Texto fornecido
=====
Ora no caso dos autos, tal como se entendeu na sentença, não foi alegado nem demonstrado que os quatro animais em causa sofressem da dita maleita, ou de qualquer outra, nem em relação a eles foi requerida, no dito prazo de dez dias, a realização de exame ou vistoria que pudesse atestar ter a sua morte sobrevindo a alguma das doenças previstas no Decreto em causa.
E, por isso, não pode concluir-se que os mesmos fossem portadores de defeito juridicamente relevante, ou seja, capaz de fundar quer a resolução do contrato, quer a deduzida excepção de não cumprimento do contrato pelo vendedor, já que este “está obrigado a entregar ao comprador o animal isento desses vícios, sendo a isenção de vícios conteúdo do dever de prestação e considerando objecto do contrato, portanto, a entrega do animal sem defeitos.” [4]
O regime aplicável é, pois, o do Decreto de 1886.
E não vale dizer, como fazem os apelantes, que o regime nele instituído se não aplica ao caso dos autos porque não lograram demonstrar os pressupostos em que tal diploma faz assentar o direito que invocam.
Tal ideia não tem, salvo o devido respeito, qualquer fundamento.
=====
Excertos do material
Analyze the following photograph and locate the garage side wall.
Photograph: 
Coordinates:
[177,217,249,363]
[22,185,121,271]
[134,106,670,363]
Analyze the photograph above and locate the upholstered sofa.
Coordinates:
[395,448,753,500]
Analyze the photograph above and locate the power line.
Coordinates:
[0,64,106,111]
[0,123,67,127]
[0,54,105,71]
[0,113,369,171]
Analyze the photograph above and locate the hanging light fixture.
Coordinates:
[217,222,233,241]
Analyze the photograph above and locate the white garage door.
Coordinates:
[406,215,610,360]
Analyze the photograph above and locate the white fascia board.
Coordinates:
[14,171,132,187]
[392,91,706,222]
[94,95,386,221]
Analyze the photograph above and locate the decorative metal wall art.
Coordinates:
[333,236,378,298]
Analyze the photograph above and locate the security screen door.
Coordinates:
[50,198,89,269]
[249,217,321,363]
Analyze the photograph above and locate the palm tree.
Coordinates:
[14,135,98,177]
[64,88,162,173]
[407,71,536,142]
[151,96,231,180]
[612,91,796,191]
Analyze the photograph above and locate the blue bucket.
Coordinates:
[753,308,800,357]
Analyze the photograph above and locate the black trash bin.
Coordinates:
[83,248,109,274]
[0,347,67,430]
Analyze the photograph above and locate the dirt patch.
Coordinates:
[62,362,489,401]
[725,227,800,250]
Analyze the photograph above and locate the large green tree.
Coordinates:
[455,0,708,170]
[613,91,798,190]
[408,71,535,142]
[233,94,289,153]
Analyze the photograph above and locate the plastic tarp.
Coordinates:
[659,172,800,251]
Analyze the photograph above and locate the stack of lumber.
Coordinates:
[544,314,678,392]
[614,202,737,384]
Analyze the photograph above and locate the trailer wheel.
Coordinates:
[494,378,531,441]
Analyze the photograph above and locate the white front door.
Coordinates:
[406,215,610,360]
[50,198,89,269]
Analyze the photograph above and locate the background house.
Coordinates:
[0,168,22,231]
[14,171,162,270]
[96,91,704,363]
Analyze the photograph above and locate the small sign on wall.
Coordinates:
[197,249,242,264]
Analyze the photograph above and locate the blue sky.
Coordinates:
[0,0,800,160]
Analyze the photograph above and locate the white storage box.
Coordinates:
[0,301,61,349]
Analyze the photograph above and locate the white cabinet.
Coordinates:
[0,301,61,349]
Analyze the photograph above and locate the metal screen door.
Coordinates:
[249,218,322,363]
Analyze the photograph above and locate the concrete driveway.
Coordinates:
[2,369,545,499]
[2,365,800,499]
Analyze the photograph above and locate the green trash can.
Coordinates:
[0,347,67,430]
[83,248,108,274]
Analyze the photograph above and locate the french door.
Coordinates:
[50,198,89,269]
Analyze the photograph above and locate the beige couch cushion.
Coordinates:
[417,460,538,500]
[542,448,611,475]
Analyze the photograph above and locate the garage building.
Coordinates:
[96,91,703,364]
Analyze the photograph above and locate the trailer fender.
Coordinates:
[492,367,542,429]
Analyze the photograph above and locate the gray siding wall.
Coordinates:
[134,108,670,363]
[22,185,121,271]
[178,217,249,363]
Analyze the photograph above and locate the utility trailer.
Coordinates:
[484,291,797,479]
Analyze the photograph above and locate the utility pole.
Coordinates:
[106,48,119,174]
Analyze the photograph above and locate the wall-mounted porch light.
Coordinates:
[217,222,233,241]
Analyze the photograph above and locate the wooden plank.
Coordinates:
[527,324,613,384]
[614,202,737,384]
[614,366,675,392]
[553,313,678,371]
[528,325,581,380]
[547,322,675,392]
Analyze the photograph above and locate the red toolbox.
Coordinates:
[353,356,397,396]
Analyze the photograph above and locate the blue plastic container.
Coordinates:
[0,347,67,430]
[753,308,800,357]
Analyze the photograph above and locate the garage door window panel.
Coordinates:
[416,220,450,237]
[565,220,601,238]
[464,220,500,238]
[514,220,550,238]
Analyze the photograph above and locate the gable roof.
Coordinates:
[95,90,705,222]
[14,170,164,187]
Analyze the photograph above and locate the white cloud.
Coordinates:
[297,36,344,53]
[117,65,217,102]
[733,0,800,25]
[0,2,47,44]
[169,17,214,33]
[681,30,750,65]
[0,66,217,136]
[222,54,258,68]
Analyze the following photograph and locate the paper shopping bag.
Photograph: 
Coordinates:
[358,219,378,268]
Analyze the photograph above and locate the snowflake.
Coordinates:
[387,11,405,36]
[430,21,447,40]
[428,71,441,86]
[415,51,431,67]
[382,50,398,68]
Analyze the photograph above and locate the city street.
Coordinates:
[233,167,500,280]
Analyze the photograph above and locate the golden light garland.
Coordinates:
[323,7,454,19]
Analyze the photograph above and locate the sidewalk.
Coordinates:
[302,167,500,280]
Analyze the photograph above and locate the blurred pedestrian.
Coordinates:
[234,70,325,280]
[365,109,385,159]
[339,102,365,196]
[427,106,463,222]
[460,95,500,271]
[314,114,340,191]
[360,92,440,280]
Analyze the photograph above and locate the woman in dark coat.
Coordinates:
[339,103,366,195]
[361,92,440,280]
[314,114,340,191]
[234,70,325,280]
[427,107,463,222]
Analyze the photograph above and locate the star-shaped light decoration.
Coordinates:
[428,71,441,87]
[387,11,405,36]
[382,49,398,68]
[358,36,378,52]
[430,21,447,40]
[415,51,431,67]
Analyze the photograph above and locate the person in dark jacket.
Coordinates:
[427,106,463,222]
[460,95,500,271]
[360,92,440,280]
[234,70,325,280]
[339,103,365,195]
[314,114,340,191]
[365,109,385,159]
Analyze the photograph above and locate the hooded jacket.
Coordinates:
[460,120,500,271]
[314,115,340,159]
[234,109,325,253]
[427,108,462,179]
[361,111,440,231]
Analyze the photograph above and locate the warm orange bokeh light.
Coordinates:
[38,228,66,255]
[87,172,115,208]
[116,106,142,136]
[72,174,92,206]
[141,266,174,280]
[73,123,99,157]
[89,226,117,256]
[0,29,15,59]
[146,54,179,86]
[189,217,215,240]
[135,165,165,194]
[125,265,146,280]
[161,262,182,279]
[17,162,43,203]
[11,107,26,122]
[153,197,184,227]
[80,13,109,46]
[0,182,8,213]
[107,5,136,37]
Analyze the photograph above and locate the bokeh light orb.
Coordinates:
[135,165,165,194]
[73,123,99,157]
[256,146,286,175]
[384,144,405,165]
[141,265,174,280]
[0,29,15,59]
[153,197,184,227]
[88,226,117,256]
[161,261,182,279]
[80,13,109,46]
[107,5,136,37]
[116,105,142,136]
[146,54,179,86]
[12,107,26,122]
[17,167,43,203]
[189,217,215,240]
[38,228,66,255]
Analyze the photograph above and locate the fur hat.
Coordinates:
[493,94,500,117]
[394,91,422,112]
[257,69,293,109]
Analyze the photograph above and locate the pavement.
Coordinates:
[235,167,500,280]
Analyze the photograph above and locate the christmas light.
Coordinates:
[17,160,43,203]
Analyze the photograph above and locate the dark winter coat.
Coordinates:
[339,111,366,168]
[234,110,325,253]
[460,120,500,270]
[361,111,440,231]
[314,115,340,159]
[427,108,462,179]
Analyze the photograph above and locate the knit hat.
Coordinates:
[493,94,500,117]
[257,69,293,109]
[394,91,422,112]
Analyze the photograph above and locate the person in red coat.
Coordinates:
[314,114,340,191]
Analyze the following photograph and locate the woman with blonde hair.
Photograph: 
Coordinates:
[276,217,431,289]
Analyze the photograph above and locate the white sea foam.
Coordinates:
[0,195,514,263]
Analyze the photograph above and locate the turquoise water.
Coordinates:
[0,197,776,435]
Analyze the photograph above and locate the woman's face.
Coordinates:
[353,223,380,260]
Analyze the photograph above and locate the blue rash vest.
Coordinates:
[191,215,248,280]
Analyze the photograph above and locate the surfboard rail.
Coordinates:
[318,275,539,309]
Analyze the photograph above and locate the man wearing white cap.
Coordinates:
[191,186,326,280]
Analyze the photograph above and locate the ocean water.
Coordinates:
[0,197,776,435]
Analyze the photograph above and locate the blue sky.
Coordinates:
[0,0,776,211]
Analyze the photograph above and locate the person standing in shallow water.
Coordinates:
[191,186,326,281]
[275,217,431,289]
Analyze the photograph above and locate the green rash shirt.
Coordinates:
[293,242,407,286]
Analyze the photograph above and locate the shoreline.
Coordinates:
=====
O que fazer
Extraia por inteiro, sem qualquer alteração, o texto sobre os quatro animais vendidos. Este material é independente do texto e não tem relação com ele.

Tarefa concluída
Ora no caso dos autos, tal como se entendeu na sentença, não foi alegado nem demonstrado que os quatro animais em causa sofressem da dita maleita, ou de qualquer outra, nem em relação a eles foi requerida, no dito prazo de dez dias, a realização de exame ou vistoria que pudesse atestar ter a sua morte sobrevindo a alguma das doenças previstas no Decreto em causa.
E, por isso, não pode concluir-se que os mesmos fossem portadores de defeito juridicamente relevante, ou seja, capaz de fundar quer a resolução do contrato, quer a deduzida excepção de não cumprimento do contrato pelo vendedor, já que este “está obrigado a entregar ao comprador o animal isento desses vícios, sendo a isenção de vícios conteúdo do dever de prestação e considerando objecto do contrato, portanto, a entrega do animal sem defeitos.” [4]
O regime aplicável é, pois, o do Decreto de 1886.
E não vale dizer, como fazem os apelantes, que o regime nele instituído se não aplica ao caso dos autos porque não lograram demonstrar os pressupostos em que tal diploma faz assentar o direito que invocam.
Tal ideia não tem, salvo o devido respeito, qualquer fundamento.